*Ausgewählter Auszug*:
-=-=-=-=-
# Sportwetten Anbieter



## Noisette (6 Juli 2017)

Hallo zusammen,

ich wollte gerne mit dem Sportwetten anfangen, weiss aber nicht welchen Wettanbieter ich wählen soll. Im Internet habe ich diese Seite entdeckt und wollte euch fragen, ob ihr mir einen Anbieter davon empfehlen könnt?

Liebe Grüße


----------



## Hippo (6 Juli 2017)

Da bist Du hier verkehrt.
Du kannst - wenn Du einen Namen hast mal danach suchen ob der schon negativ aufgefallen ist - aber um Sportwetten zu testen haben wir keine Zeit


----------



## BenTigger (6 Juli 2017)

und auch keine Ambitionen,  dieser Art der Spielsucht zu verfallen...


----------



## Ludo (7 Februar 2018)

Noisette schrieb:


> Hallo zusammen,
> 
> ich wollte gerne mit dem Sportwetten anfangen, weiss aber nicht welchen Wettanbieter ich wählen soll. Im Internet habe ich diese Seite entdeckt und wollte euch fragen, ob ihr mir einen Anbieter davon empfehlen könnt?
> 
> Liebe Grüße


Möchten Sie wirklich daran teilnehmen?


----------



## BenTigger (8 Februar 2018)

Wohl kaum, da der User seit dem nicht wieder gesehen wurde.


----------
-=-=-=-=-
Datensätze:
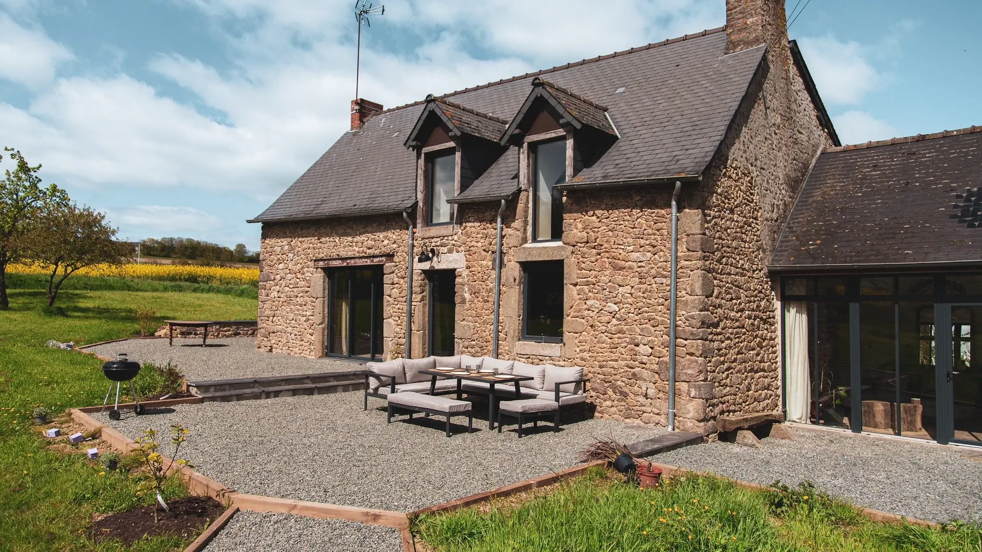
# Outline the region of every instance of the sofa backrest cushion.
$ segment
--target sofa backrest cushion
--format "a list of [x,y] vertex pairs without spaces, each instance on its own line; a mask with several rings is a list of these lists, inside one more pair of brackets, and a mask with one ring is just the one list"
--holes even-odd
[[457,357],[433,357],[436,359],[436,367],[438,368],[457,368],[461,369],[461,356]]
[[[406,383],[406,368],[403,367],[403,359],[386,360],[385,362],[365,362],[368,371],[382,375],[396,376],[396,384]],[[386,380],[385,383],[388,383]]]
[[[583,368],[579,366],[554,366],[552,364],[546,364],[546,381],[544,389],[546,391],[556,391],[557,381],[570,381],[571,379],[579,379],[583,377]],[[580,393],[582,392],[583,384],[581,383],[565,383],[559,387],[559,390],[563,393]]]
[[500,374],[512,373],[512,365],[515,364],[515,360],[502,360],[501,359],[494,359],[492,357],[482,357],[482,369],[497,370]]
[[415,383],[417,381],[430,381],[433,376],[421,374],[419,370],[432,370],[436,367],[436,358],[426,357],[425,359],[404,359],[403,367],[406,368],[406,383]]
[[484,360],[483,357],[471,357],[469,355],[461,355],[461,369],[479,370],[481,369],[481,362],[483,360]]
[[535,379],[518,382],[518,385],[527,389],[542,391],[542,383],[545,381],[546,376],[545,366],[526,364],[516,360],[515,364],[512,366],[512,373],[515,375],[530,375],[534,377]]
-=-=-=-=-
*Aufgabe*: Wie begründet BenTigger im Forumsthread zu Sportwetten-Anbietern im Beitrag vom 8. Februar 2018 die Antwort „Wohl kaum“?

*Erwartete Antwort*: Der User wurde seitdem nicht wieder gesehen.